**Problem details**
Render the rows below as a two-column CSV with the header input,output. Give one line per row, with the row's text under input and its answer under output, each in a quoted field with line breaks replaced by spaces.

**Material to process**
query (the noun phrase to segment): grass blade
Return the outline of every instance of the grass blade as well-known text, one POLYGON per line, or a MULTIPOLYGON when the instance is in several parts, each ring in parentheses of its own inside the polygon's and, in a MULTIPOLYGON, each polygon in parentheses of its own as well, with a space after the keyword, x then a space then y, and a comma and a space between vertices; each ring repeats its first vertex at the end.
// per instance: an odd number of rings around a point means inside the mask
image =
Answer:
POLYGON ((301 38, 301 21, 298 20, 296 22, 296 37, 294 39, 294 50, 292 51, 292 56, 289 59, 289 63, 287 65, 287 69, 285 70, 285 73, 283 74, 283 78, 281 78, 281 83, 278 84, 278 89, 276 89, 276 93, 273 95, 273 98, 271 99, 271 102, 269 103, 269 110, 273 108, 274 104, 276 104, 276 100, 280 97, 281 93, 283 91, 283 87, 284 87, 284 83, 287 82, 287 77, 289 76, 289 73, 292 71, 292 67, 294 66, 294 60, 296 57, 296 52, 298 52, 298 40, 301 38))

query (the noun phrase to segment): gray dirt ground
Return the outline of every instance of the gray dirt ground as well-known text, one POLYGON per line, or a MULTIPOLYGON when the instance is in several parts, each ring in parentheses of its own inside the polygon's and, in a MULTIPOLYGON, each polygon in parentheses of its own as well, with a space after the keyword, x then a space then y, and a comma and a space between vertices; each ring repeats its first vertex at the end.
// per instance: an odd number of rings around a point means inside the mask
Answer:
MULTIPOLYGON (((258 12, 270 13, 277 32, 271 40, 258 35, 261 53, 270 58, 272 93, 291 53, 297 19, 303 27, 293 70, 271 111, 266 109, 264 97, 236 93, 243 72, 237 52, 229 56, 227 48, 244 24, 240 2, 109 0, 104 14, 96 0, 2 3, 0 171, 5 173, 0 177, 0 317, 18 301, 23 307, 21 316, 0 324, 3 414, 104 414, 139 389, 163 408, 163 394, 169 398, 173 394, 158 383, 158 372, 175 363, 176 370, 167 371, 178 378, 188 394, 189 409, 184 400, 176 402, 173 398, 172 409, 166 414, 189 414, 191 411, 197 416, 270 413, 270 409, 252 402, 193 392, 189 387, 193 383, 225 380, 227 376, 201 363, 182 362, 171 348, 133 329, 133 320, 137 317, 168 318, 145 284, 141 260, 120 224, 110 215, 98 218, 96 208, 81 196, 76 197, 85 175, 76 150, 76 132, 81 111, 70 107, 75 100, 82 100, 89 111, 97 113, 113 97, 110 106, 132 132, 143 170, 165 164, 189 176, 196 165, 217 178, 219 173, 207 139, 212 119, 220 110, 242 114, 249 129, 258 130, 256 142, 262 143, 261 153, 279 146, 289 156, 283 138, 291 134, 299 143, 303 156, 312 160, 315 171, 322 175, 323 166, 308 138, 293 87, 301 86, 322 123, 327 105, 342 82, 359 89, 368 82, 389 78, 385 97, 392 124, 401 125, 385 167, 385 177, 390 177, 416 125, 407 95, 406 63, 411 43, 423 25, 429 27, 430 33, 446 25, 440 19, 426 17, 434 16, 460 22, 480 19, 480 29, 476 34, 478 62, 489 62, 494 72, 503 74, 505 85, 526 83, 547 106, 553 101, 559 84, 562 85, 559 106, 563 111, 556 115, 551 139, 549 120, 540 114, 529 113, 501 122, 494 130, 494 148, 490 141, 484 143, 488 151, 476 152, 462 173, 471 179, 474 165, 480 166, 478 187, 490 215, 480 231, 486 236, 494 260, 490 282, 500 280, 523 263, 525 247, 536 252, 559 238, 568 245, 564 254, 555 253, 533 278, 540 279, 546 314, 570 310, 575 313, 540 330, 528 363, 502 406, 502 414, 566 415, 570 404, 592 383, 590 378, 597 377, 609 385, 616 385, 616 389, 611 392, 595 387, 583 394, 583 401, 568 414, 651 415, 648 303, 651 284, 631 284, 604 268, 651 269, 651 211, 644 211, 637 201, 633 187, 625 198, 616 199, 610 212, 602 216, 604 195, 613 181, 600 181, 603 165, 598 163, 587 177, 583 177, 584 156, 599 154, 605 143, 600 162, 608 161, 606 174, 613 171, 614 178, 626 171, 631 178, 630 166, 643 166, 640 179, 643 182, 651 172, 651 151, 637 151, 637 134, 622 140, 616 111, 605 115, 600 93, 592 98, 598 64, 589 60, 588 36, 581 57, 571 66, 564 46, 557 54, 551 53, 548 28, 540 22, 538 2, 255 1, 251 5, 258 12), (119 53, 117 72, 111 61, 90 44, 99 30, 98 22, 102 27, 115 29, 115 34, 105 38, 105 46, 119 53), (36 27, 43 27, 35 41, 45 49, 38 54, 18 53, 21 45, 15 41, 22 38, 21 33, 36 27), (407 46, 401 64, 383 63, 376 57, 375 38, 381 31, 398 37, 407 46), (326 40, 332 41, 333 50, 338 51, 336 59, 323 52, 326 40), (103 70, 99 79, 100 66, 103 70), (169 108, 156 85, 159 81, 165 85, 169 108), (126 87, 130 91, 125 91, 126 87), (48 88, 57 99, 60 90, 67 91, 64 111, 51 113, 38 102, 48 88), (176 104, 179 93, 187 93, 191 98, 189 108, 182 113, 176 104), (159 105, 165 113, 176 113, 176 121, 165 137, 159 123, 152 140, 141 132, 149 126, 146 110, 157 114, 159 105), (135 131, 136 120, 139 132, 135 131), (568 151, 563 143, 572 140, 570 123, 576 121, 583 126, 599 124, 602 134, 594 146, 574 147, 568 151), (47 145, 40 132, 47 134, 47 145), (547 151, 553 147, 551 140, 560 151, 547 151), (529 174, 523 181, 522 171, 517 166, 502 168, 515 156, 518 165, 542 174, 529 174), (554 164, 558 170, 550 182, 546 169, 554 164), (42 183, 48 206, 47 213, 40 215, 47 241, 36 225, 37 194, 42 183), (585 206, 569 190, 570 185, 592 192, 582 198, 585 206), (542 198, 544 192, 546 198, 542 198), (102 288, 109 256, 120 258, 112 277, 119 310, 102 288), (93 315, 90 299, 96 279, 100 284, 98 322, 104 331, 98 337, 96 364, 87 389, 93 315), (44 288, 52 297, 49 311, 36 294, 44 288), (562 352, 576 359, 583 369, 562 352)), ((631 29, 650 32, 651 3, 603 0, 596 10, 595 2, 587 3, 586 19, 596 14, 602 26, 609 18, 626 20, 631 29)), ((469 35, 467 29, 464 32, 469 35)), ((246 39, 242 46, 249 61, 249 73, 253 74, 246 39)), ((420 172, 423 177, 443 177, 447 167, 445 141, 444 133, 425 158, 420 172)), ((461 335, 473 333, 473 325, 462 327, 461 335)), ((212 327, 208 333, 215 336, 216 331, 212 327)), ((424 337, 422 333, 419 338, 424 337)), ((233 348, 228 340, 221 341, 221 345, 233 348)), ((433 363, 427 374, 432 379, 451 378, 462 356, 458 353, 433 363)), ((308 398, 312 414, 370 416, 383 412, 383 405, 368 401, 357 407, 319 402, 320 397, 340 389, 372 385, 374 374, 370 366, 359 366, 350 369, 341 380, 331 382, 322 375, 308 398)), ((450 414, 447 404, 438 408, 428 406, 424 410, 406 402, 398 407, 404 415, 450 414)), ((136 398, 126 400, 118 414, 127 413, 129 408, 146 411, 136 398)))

**Solution to the problem**
input,output
"query (the noun phrase to segment): grass blade Return the outline of every instance of the grass blade as well-known text, one POLYGON per line, or a MULTIPOLYGON when the instance is in several parts, each ring in parentheses of its own inside the polygon's and, in a MULTIPOLYGON, each polygon in parentheses of its own as well, with a space after the keyword, x then a space then y, and a comma and a space between vertices; each ring repeats its first vertex at the end. // per instance: an odd number of rings around a point means inside the mask image = Answer:","POLYGON ((301 38, 301 21, 298 20, 296 22, 296 37, 294 39, 294 50, 292 51, 292 56, 289 59, 289 63, 287 65, 287 69, 285 70, 285 73, 283 74, 283 78, 281 78, 281 83, 278 84, 278 89, 276 89, 276 93, 273 95, 273 98, 271 99, 271 102, 269 103, 269 110, 273 108, 274 104, 276 104, 276 100, 280 97, 281 93, 283 91, 283 87, 284 87, 284 83, 287 82, 287 77, 289 76, 289 73, 292 71, 292 67, 294 66, 294 60, 296 57, 296 52, 298 52, 298 40, 301 38))"
"query (the noun phrase to segment): gray dirt ground Return the outline of every instance of the gray dirt ground as well-known text, one POLYGON per line, or a MULTIPOLYGON when the instance is in several parts, each ring in parentheses of its own inside the polygon's and, in a MULTIPOLYGON, each polygon in parentheses of its own as well, with a space after the keyword, x then a space then y, and a comma and a space between vertices; each ring repeats its first vertex at the end. // per instance: an odd number of rings around a point means inside the mask Answer:","MULTIPOLYGON (((258 12, 270 13, 277 32, 271 40, 258 35, 261 53, 270 58, 272 93, 291 53, 297 19, 303 27, 293 70, 271 111, 266 109, 264 97, 236 93, 243 72, 237 52, 229 56, 227 48, 244 24, 240 2, 109 0, 104 14, 96 0, 2 3, 0 171, 5 173, 0 177, 0 317, 18 301, 23 307, 21 316, 0 324, 3 414, 104 414, 139 389, 163 408, 163 394, 169 398, 173 394, 158 383, 158 372, 175 363, 176 370, 167 371, 178 378, 188 394, 189 409, 184 400, 176 402, 173 398, 172 409, 166 414, 189 414, 191 411, 197 416, 270 413, 270 409, 252 402, 193 392, 189 387, 193 383, 225 380, 227 376, 201 363, 182 362, 171 348, 133 329, 133 320, 137 317, 168 318, 145 284, 141 260, 120 224, 110 215, 98 218, 96 208, 81 196, 76 197, 85 175, 76 150, 76 132, 81 111, 70 107, 75 100, 82 100, 89 111, 97 113, 113 97, 110 106, 132 132, 143 170, 165 164, 189 176, 196 165, 217 178, 219 173, 207 139, 212 119, 220 110, 242 114, 249 129, 258 130, 256 142, 262 143, 261 153, 279 146, 289 156, 283 138, 291 134, 299 143, 303 156, 312 160, 315 171, 322 175, 323 166, 308 138, 293 87, 301 86, 322 123, 327 105, 342 82, 359 89, 368 82, 389 78, 385 97, 392 124, 401 125, 385 167, 385 177, 390 177, 416 125, 407 95, 406 63, 411 43, 423 25, 429 27, 430 33, 446 25, 440 19, 426 17, 434 16, 460 22, 480 19, 480 29, 476 34, 478 62, 489 62, 494 72, 503 74, 505 85, 526 83, 547 106, 553 101, 559 84, 562 85, 559 106, 563 111, 556 115, 551 139, 549 120, 540 114, 529 113, 501 122, 494 130, 494 148, 490 141, 484 143, 488 151, 476 152, 462 173, 471 179, 474 165, 480 166, 478 187, 490 215, 480 231, 486 236, 494 260, 490 282, 500 280, 523 263, 525 247, 536 252, 559 238, 568 245, 564 254, 555 253, 533 278, 540 279, 546 314, 570 310, 575 313, 540 330, 528 363, 502 406, 502 414, 566 415, 570 404, 592 383, 590 378, 597 377, 609 385, 616 385, 616 389, 611 392, 595 387, 583 394, 583 401, 568 414, 651 415, 648 303, 651 284, 631 284, 604 268, 651 269, 651 211, 644 211, 637 201, 633 187, 625 198, 616 199, 610 212, 602 216, 604 195, 613 181, 600 181, 603 165, 598 163, 587 177, 583 177, 584 156, 599 154, 605 143, 600 162, 608 161, 606 174, 613 171, 614 178, 626 171, 631 178, 630 166, 643 166, 640 179, 643 182, 651 172, 651 151, 637 151, 637 134, 622 140, 616 111, 605 115, 600 93, 592 98, 598 64, 589 60, 588 36, 581 57, 571 66, 564 46, 557 54, 551 53, 548 28, 540 22, 538 2, 255 1, 251 5, 258 12), (119 53, 117 72, 111 61, 90 44, 99 30, 98 22, 102 27, 115 29, 115 34, 105 38, 105 46, 119 53), (36 27, 43 27, 35 41, 45 49, 38 54, 18 53, 21 45, 15 41, 22 38, 21 33, 36 27), (407 46, 401 64, 383 63, 376 57, 375 38, 381 31, 398 37, 407 46), (326 40, 332 41, 333 50, 338 51, 336 59, 323 52, 326 40), (103 70, 99 79, 100 66, 103 70), (169 108, 156 85, 159 81, 165 85, 169 108), (126 87, 130 91, 125 91, 126 87), (48 88, 57 99, 60 90, 67 91, 64 111, 51 113, 38 102, 48 88), (176 104, 179 93, 187 93, 191 98, 189 108, 182 113, 176 104), (159 105, 165 113, 176 113, 176 121, 165 137, 159 123, 152 140, 141 132, 149 126, 146 110, 157 114, 159 105), (135 131, 136 120, 139 132, 135 131), (568 151, 563 143, 572 140, 570 123, 576 121, 583 126, 599 124, 602 134, 594 146, 574 147, 568 151), (47 145, 40 132, 47 134, 47 145), (547 151, 553 147, 551 140, 560 151, 547 151), (529 174, 523 181, 522 171, 517 166, 502 168, 515 156, 518 165, 542 174, 529 174), (554 164, 558 170, 550 182, 546 169, 554 164), (42 183, 48 206, 47 213, 40 215, 47 241, 36 225, 37 194, 42 183), (585 206, 569 190, 570 185, 592 192, 582 198, 585 206), (542 198, 544 192, 546 198, 542 198), (102 288, 109 256, 120 258, 112 277, 119 310, 102 288), (93 315, 90 299, 96 279, 100 284, 98 322, 104 331, 98 337, 96 364, 87 389, 93 315), (44 288, 52 297, 49 311, 36 294, 44 288), (562 352, 576 359, 583 369, 562 352)), ((631 29, 650 32, 651 3, 603 0, 596 10, 595 2, 587 3, 586 19, 596 14, 602 26, 609 18, 626 20, 631 29)), ((469 35, 467 29, 464 32, 469 35)), ((246 39, 242 46, 249 61, 249 73, 253 74, 246 39)), ((420 172, 423 177, 443 177, 447 167, 445 141, 444 133, 425 158, 420 172)), ((461 335, 473 333, 473 325, 462 327, 461 335)), ((212 327, 208 333, 215 336, 216 331, 212 327)), ((424 337, 422 333, 419 338, 424 337)), ((233 348, 228 340, 221 341, 221 345, 233 348)), ((433 363, 427 374, 432 379, 451 378, 462 356, 458 353, 433 363)), ((308 398, 312 414, 370 416, 383 412, 383 405, 368 401, 357 407, 319 402, 320 397, 340 389, 372 385, 374 374, 370 366, 359 366, 350 369, 341 380, 331 382, 322 375, 308 398)), ((450 414, 447 404, 438 408, 428 406, 424 410, 406 402, 398 407, 404 415, 450 414)), ((136 398, 126 400, 118 414, 127 413, 129 408, 146 411, 136 398)))"